## [Exercise task]
Please output the entries that begin at the start and end with the line containing "[397,118,751,198]" as a two-column CSV with the columns text and answer, one row per entry. Put each field in quotation marks, and replace any line breaks inside it with spaces.

-- START OF Given data --

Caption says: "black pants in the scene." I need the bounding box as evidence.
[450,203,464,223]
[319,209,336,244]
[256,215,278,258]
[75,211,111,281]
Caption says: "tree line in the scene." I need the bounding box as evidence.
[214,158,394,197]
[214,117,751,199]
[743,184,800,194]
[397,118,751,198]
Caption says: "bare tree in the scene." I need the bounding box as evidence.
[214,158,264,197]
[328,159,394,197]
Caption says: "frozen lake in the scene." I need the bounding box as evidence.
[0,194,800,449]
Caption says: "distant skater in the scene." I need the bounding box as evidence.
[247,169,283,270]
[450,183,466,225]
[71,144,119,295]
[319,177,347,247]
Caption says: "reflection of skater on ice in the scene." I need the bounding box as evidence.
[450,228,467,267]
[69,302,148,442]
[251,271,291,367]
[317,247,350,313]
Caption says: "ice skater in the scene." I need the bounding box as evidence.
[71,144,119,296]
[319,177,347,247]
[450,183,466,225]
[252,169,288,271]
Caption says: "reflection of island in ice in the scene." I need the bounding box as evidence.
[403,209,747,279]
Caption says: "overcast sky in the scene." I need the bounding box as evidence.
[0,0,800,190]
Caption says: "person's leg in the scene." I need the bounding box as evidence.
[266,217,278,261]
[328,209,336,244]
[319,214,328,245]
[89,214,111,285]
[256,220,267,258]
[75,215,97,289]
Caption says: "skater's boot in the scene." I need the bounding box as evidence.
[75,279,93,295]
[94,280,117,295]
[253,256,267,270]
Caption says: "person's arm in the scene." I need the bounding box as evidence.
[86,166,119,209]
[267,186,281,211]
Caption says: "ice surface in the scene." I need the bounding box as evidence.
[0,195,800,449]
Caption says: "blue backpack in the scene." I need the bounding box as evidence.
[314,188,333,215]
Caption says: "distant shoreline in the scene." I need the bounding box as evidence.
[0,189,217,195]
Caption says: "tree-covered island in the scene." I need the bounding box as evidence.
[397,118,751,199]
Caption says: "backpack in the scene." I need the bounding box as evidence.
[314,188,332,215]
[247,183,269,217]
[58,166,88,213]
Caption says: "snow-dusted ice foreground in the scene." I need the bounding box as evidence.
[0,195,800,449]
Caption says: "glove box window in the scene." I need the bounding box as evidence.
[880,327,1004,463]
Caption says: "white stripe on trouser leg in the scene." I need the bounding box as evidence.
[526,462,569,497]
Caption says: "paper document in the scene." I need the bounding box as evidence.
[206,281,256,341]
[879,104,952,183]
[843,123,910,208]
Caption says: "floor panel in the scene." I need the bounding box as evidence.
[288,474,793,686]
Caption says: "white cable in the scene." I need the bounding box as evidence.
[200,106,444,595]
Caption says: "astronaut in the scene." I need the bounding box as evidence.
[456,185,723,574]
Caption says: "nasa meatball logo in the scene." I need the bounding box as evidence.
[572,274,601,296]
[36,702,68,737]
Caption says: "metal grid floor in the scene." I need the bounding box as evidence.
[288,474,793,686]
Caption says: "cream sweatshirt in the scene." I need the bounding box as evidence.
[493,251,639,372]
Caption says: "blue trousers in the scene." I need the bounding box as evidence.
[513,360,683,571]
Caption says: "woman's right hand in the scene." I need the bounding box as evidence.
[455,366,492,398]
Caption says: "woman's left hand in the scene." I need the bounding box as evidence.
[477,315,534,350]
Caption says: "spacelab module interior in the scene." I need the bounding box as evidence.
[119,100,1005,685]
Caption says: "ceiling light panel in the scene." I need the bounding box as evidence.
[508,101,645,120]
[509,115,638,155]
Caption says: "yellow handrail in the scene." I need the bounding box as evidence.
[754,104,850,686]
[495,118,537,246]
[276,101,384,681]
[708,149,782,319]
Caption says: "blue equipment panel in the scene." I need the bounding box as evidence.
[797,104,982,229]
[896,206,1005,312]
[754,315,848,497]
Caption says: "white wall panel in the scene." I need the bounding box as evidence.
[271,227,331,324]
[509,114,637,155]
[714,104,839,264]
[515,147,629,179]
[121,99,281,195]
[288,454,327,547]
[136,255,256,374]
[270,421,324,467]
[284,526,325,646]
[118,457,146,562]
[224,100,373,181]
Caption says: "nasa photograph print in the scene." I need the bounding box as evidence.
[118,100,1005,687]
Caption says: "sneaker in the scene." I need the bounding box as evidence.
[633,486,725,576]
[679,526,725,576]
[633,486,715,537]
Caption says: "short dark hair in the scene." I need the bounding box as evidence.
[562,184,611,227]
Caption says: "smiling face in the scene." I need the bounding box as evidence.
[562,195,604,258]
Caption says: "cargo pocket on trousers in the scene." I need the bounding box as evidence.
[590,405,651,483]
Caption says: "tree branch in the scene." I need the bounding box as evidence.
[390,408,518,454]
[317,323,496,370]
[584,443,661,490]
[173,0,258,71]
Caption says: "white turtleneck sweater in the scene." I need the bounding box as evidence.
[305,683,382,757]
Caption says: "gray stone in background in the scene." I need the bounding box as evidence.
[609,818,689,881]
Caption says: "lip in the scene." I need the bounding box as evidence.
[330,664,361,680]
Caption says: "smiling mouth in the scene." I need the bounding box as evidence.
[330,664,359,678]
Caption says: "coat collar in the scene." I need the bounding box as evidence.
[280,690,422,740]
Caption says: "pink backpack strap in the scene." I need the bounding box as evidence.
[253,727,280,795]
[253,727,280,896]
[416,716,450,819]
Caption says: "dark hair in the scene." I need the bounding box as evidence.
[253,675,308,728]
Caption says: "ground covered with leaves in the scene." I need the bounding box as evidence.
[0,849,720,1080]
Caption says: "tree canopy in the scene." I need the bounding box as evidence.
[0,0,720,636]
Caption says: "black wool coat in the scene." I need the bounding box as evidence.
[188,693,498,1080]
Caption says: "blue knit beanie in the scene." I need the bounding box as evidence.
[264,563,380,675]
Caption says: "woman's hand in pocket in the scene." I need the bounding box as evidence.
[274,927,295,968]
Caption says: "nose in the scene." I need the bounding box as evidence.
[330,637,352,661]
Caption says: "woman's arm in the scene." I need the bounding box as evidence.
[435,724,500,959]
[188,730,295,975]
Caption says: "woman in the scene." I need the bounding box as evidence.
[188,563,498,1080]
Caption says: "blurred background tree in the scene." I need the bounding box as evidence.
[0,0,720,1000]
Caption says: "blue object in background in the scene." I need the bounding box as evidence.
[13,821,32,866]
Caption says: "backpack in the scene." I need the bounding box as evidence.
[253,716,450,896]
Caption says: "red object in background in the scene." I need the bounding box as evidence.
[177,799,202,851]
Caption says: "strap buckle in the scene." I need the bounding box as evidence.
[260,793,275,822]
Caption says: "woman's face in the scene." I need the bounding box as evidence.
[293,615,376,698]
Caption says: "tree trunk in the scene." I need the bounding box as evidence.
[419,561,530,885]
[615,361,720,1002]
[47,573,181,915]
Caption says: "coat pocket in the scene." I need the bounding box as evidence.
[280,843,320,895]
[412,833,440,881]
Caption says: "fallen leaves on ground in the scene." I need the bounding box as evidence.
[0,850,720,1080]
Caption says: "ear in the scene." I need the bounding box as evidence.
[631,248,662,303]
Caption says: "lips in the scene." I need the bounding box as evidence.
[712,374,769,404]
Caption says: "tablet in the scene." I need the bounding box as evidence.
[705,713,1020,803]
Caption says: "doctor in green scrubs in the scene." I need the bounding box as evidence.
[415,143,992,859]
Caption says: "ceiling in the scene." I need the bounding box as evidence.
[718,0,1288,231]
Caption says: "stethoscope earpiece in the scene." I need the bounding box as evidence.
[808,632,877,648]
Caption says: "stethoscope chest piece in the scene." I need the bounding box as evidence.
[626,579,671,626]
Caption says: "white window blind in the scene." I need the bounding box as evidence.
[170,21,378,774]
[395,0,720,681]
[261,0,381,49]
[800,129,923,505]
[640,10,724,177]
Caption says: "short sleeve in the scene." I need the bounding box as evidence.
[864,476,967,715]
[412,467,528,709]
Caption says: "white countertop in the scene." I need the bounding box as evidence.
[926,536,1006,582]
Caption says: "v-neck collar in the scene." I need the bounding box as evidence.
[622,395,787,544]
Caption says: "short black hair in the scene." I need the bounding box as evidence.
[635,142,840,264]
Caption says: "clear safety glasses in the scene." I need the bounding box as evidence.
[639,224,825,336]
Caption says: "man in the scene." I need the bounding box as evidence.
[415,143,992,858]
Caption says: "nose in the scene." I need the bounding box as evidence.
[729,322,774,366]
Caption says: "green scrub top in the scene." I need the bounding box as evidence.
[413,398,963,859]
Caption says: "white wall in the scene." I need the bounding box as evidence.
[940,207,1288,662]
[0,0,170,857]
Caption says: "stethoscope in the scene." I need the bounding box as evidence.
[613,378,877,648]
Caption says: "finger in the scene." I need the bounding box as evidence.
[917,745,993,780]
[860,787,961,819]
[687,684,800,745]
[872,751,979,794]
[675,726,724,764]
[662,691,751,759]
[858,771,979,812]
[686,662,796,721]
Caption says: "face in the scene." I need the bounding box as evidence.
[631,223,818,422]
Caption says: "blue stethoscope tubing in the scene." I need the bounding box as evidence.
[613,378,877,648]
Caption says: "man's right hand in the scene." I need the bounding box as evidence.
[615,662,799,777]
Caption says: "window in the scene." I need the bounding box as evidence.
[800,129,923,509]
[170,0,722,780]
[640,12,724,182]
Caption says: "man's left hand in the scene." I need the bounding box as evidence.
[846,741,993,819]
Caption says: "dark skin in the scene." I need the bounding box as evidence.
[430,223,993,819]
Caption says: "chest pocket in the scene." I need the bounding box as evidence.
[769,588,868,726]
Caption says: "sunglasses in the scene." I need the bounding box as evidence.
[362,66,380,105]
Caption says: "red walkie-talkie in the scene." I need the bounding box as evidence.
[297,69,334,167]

-- END OF Given data --

## [Response below]
text,answer
"Caption says: ""black pants in the scene."" I need the bounding box as evidence.","[450,203,464,223] [319,209,336,244] [256,215,278,258] [75,211,111,281]"
"Caption says: ""tree line in the scene."" I need the bounding box as evidence.","[214,158,394,197] [214,117,751,199] [743,184,800,194] [397,118,751,198]"